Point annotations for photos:
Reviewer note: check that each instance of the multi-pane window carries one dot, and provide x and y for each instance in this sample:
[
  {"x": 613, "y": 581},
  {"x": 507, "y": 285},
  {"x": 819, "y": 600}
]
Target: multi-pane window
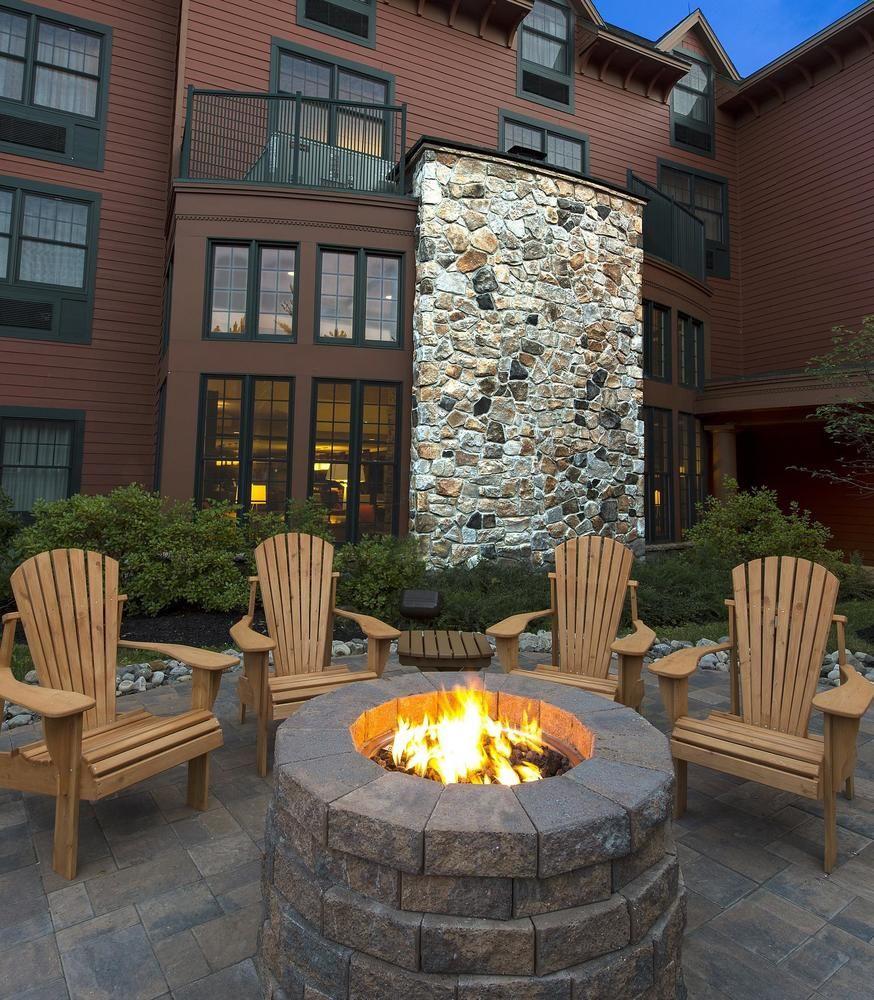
[
  {"x": 692, "y": 108},
  {"x": 245, "y": 442},
  {"x": 690, "y": 335},
  {"x": 691, "y": 468},
  {"x": 546, "y": 54},
  {"x": 556, "y": 147},
  {"x": 359, "y": 292},
  {"x": 38, "y": 459},
  {"x": 656, "y": 340},
  {"x": 252, "y": 291},
  {"x": 658, "y": 474},
  {"x": 355, "y": 452}
]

> **Short exercise**
Go through the entries above and print each one exactly, minus the pictures.

> **The response**
Reviewer note: check that each instance of the multi-pane window carries one dot, and provide x and y for each instance in this sample:
[
  {"x": 613, "y": 581},
  {"x": 507, "y": 285},
  {"x": 819, "y": 600}
]
Target: multi-pane window
[
  {"x": 692, "y": 108},
  {"x": 245, "y": 442},
  {"x": 690, "y": 335},
  {"x": 691, "y": 468},
  {"x": 546, "y": 54},
  {"x": 556, "y": 147},
  {"x": 359, "y": 292},
  {"x": 38, "y": 459},
  {"x": 656, "y": 340},
  {"x": 252, "y": 291},
  {"x": 658, "y": 474},
  {"x": 355, "y": 452}
]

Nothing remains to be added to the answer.